Put the lines between the one holding "Definition for annotators: for every instance of the round" and the one holding "[[379, 157], [605, 130], [314, 149], [500, 178], [570, 169]]", inclusive, into a JSON list of strings. Use one string per line, and skip any blank lines.

○ ○ ○ ○

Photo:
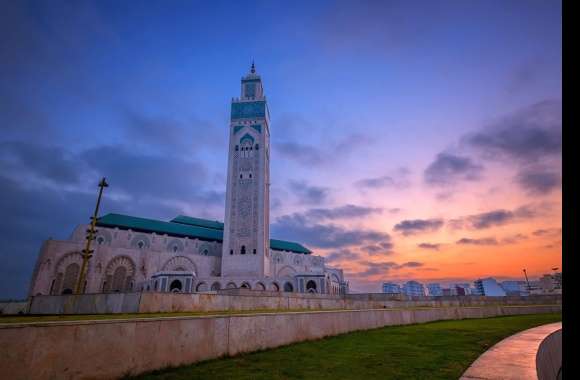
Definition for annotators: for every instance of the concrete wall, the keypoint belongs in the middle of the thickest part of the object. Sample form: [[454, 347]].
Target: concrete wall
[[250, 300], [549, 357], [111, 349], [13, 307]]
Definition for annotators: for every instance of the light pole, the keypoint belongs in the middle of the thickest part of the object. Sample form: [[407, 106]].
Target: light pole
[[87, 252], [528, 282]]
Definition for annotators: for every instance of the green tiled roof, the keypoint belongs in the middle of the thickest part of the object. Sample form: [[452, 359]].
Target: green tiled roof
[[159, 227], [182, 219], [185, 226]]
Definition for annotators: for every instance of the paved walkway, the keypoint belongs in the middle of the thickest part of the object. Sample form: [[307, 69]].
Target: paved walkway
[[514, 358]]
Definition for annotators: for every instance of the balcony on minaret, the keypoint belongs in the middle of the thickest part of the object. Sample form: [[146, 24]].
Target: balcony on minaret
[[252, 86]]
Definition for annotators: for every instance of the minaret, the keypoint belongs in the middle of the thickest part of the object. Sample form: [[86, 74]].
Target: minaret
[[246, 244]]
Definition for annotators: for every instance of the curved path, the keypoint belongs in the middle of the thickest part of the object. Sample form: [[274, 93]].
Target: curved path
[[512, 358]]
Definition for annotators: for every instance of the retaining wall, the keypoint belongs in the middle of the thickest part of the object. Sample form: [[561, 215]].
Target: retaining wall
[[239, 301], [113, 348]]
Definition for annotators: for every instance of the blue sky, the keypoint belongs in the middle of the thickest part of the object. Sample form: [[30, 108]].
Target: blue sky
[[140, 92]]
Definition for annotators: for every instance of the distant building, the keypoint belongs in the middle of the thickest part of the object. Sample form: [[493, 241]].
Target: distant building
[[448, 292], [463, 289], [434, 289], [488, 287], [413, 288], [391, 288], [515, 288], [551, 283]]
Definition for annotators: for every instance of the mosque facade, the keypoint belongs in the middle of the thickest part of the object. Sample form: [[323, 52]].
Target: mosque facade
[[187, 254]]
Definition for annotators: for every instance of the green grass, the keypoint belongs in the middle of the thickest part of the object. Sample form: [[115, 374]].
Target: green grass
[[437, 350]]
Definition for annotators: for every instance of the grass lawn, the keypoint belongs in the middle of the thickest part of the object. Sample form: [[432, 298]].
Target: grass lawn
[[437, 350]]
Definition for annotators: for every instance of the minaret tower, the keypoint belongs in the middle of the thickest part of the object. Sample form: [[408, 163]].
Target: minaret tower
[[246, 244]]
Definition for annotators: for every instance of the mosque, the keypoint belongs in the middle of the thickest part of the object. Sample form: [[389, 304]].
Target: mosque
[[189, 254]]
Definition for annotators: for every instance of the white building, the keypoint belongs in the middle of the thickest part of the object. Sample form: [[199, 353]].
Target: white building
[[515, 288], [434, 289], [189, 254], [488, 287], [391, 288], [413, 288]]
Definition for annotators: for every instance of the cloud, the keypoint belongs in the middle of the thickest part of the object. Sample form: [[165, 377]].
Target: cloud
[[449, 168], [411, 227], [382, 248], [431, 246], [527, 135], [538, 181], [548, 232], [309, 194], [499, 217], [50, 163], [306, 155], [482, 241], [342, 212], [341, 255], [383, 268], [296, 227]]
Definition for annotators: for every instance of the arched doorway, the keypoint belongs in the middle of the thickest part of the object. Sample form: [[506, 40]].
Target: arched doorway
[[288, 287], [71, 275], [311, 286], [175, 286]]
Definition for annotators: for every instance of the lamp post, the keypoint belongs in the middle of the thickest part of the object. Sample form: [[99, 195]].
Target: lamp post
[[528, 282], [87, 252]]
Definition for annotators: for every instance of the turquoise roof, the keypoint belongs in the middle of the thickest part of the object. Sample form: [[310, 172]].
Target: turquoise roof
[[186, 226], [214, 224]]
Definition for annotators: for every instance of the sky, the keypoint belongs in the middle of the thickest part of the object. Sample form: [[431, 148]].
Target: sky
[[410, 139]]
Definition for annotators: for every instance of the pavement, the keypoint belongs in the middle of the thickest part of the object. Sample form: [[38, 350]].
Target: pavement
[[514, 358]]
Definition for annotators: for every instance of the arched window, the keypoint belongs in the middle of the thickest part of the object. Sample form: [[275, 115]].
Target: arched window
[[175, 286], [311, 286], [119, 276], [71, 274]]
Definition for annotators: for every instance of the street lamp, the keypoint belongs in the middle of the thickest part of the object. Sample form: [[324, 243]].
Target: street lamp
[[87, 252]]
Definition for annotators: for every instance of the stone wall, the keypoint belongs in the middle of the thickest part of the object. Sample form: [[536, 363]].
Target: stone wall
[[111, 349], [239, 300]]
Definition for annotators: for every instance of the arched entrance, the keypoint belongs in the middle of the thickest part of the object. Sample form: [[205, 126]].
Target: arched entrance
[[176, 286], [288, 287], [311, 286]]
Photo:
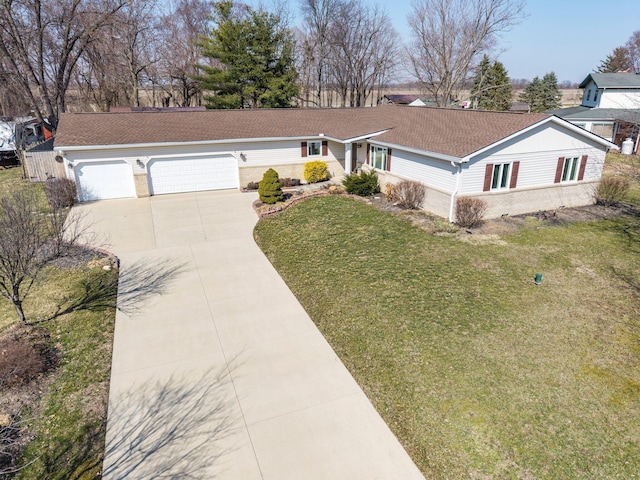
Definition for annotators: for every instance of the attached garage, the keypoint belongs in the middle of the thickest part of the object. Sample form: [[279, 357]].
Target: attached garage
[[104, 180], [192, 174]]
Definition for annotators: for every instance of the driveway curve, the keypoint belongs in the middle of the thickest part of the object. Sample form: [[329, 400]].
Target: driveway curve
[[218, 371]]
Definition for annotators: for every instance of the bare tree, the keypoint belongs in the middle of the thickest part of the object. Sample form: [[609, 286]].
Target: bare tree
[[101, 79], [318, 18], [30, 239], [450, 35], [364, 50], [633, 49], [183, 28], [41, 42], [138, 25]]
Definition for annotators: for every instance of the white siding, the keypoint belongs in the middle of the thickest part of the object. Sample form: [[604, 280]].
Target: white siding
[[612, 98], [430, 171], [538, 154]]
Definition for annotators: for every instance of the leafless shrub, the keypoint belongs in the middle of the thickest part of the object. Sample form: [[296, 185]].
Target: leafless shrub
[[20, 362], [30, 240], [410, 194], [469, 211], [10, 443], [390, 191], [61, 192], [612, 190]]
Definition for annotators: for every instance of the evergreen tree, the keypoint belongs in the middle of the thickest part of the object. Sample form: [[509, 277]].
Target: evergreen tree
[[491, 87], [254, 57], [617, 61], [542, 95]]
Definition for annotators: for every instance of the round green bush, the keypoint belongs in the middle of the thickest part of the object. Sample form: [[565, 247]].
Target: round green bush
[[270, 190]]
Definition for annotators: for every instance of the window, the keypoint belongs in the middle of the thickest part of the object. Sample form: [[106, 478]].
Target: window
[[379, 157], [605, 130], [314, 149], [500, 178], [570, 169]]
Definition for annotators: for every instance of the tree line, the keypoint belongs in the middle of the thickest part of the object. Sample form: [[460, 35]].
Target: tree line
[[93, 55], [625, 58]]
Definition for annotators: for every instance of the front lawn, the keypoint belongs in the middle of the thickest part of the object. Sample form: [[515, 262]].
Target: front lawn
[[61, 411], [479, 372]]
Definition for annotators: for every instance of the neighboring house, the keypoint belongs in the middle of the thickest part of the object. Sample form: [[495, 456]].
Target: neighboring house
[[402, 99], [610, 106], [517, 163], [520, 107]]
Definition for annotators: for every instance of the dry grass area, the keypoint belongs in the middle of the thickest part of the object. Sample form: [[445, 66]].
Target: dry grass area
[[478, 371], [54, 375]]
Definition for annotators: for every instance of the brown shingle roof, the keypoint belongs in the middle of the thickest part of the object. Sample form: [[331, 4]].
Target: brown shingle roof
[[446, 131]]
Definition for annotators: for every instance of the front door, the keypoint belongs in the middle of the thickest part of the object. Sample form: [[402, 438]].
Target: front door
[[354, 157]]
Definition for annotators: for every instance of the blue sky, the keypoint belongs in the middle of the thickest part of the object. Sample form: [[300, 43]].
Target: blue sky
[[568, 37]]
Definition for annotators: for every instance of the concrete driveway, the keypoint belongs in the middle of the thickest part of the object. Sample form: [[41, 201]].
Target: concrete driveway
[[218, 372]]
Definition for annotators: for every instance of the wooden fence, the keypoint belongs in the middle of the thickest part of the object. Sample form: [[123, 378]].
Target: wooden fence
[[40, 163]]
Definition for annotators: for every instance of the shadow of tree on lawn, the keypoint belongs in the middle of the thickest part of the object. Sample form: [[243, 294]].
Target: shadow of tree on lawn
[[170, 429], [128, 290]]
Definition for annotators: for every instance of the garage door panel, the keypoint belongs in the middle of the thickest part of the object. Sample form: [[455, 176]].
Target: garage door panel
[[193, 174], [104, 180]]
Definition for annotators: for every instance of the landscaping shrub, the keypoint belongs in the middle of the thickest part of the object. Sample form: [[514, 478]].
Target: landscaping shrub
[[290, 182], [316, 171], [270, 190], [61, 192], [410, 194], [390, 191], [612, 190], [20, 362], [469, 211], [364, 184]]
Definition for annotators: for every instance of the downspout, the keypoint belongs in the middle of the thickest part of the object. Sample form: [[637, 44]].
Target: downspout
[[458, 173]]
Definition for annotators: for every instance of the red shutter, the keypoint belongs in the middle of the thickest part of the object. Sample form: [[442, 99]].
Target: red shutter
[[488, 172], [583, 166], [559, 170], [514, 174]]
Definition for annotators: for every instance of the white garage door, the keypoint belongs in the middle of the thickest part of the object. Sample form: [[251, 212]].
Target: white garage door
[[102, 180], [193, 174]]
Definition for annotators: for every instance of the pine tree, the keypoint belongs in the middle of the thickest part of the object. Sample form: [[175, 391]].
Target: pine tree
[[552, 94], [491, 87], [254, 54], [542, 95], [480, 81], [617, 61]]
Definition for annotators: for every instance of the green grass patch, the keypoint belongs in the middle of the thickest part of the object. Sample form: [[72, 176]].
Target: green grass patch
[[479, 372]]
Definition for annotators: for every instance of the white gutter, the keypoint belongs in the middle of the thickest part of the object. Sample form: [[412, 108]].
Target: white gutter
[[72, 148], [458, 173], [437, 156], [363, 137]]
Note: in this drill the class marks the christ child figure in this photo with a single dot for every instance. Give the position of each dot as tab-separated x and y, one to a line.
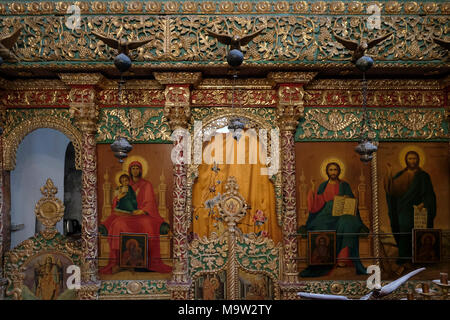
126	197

○ ○ ○ ○

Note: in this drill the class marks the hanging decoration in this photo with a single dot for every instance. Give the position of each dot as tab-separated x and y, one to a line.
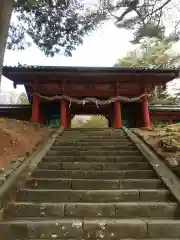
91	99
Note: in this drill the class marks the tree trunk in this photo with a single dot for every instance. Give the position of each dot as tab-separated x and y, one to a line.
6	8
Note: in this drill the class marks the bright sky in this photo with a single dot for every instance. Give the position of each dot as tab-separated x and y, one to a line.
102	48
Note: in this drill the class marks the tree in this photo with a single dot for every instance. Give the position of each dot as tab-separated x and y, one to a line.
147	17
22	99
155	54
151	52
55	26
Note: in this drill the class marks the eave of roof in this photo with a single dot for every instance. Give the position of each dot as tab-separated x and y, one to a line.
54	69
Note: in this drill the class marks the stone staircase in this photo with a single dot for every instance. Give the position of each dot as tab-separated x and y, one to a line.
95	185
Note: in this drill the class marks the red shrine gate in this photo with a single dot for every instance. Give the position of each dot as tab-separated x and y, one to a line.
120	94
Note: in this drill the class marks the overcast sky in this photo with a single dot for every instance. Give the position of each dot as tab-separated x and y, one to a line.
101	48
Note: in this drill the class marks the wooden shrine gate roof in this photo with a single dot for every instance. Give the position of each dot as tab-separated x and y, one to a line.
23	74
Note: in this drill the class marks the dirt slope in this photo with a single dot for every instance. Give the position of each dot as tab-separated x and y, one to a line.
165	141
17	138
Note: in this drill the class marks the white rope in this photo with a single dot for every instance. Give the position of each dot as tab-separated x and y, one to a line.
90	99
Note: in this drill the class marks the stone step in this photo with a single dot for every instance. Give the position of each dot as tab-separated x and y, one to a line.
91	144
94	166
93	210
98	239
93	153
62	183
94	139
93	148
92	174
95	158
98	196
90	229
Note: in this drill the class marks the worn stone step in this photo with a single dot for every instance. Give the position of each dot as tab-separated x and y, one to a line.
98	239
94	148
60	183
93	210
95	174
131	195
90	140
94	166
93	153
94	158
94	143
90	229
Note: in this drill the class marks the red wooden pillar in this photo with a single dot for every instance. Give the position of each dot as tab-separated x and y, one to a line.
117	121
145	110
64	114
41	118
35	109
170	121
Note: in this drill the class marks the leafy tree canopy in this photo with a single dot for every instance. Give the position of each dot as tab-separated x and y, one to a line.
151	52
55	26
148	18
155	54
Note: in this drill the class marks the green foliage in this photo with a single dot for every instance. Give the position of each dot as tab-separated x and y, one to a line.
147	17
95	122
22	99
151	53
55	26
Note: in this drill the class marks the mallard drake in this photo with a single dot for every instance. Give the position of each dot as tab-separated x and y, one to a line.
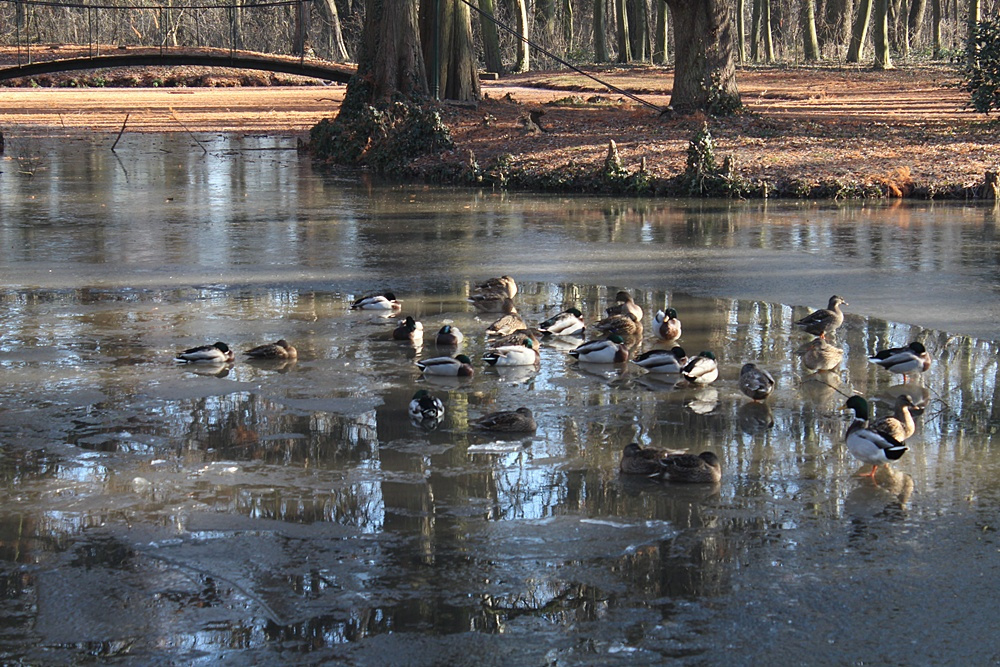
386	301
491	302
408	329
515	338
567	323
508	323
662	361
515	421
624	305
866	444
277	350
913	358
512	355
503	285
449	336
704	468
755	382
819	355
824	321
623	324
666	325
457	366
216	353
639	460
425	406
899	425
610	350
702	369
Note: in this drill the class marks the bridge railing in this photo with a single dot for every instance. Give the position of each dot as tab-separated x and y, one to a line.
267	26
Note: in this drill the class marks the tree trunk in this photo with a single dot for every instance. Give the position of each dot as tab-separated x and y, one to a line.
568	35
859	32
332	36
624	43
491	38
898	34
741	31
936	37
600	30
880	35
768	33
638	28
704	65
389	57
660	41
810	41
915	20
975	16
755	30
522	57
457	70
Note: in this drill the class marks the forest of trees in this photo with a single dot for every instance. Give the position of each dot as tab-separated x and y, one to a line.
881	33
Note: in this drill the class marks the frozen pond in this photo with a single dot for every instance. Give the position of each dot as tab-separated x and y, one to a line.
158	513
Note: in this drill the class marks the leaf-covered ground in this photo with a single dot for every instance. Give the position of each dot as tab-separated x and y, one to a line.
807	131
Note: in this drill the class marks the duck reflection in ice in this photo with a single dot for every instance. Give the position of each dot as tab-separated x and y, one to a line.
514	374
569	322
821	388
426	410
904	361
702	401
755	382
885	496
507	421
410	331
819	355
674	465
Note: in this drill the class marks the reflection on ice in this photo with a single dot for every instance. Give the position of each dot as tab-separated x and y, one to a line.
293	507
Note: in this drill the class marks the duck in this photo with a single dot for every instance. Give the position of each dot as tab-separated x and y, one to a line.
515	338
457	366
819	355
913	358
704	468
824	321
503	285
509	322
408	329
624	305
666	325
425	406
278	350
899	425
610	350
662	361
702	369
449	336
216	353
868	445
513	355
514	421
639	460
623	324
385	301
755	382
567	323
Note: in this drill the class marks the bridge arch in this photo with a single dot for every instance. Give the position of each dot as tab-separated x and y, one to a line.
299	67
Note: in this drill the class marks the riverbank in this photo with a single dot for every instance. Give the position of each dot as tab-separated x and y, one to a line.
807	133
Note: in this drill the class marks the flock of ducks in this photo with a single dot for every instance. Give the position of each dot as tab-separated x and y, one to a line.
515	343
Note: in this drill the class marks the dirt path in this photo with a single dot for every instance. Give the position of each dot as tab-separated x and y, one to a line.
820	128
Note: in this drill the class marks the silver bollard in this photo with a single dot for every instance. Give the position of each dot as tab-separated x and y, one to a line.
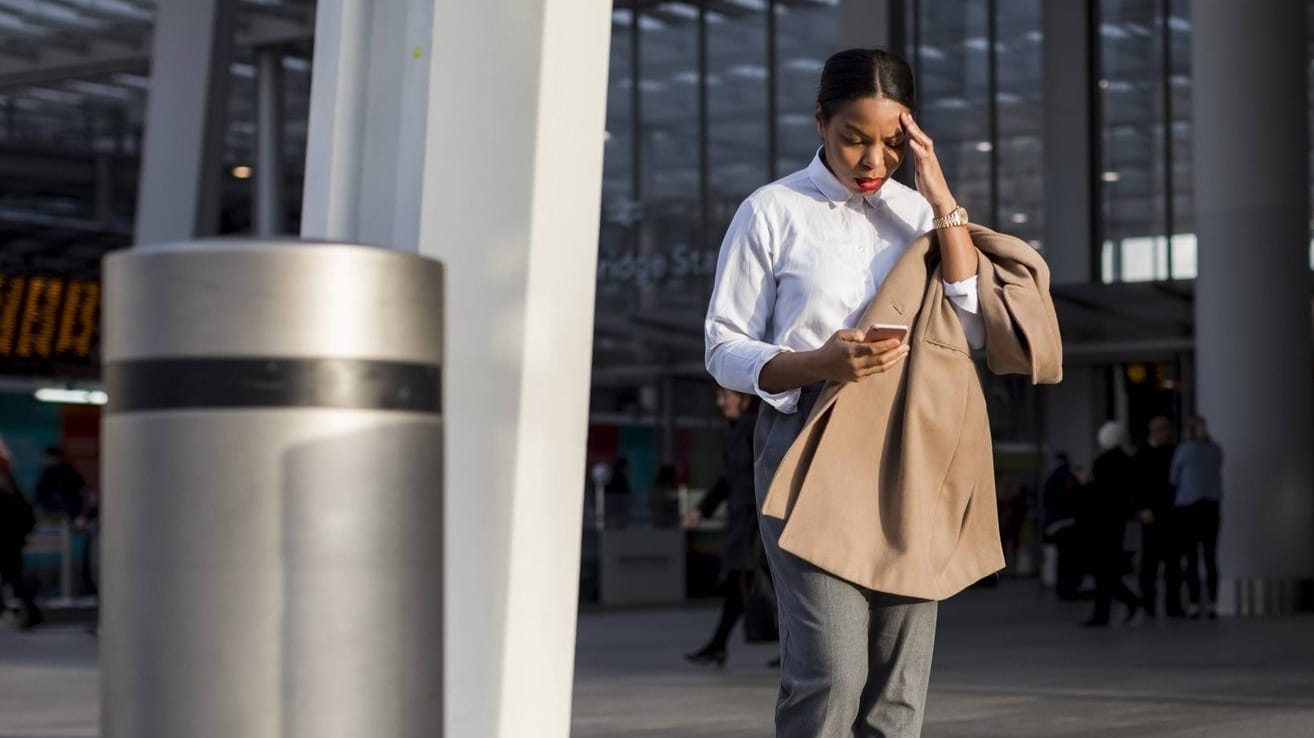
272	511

○ ○ ○ ○

§ Reply
[
  "Definition for annotators: for every instance of the round green bush, the keypoint belongs in the middle of the thickest part of the object. Sample form: [[565, 247]].",
  "Target: round green bush",
  "[[270, 190]]",
  "Definition for annotators: for every instance of the window, the keypoint belongs in the middle of the thickest part of the object. Sample form: [[106, 478]].",
  "Target: window",
  "[[379, 157], [605, 130], [314, 149], [500, 178], [570, 169]]"
]